## Instruction
Copy the listing from its start through the line containing "x=59, y=118", including the request, and raise every coordinate value in the answers by 127. Omit the picture from your copy.

## Material for this exercise
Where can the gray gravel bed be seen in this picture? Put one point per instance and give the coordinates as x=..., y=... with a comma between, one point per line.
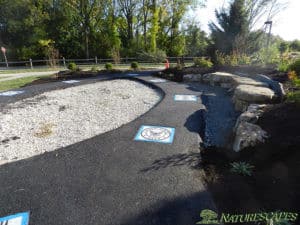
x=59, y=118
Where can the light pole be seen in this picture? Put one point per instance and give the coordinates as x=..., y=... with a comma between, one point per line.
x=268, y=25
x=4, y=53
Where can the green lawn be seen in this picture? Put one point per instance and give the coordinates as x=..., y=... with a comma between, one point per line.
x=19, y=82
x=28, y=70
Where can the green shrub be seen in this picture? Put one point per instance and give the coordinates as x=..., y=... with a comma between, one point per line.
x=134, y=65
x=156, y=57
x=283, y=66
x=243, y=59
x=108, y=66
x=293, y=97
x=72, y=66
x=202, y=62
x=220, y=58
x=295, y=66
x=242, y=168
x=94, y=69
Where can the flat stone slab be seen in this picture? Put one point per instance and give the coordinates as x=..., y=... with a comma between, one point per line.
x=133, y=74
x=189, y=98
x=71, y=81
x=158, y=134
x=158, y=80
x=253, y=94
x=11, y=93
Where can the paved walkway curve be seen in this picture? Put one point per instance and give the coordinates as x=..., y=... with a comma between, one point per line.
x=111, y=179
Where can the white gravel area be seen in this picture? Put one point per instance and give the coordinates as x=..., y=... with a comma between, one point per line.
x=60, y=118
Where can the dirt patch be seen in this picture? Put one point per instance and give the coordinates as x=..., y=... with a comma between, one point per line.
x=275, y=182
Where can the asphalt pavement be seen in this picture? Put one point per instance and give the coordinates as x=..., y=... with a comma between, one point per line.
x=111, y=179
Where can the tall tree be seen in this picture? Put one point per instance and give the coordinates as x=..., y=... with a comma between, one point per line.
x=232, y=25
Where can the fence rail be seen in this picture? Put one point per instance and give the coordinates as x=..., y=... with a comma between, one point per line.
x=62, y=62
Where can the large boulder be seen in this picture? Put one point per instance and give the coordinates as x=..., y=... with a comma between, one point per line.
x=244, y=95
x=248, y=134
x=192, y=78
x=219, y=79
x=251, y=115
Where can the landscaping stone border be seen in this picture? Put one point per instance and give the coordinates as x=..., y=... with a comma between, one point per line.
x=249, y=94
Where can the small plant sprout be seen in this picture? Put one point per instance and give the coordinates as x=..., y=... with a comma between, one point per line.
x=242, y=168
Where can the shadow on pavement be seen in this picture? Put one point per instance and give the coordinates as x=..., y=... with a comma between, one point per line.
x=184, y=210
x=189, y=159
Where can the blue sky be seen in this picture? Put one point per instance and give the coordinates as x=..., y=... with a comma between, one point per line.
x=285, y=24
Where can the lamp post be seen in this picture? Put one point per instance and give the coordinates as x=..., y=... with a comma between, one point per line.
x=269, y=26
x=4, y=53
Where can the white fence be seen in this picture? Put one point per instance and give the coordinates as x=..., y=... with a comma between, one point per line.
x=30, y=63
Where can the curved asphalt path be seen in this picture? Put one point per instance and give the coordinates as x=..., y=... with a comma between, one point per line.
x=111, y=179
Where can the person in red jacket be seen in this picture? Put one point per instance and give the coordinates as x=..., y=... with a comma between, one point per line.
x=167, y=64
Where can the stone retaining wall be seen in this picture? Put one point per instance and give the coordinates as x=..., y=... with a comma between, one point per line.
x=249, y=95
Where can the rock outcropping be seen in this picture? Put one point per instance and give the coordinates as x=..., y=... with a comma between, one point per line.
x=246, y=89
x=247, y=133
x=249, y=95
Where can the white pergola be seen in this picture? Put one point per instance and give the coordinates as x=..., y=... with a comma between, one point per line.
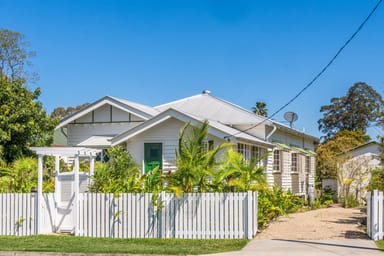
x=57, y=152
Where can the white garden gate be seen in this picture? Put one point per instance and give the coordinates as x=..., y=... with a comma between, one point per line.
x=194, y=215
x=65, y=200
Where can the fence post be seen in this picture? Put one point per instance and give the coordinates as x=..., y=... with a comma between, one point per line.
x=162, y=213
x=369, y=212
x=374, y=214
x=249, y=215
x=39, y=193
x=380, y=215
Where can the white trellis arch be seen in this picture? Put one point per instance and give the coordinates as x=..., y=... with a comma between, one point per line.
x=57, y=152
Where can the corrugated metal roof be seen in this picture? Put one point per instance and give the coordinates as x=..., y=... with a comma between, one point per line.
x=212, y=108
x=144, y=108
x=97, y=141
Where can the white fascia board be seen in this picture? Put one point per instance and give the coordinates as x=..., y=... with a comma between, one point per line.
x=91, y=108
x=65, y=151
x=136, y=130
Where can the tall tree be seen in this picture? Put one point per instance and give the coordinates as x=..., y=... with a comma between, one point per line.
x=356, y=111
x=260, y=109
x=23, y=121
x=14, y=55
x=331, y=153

## Correct response
Where can the gray gravel bed be seen in this picture? Put one point per instance and give the coordinates as x=..., y=... with a comma between, one point per line.
x=186, y=245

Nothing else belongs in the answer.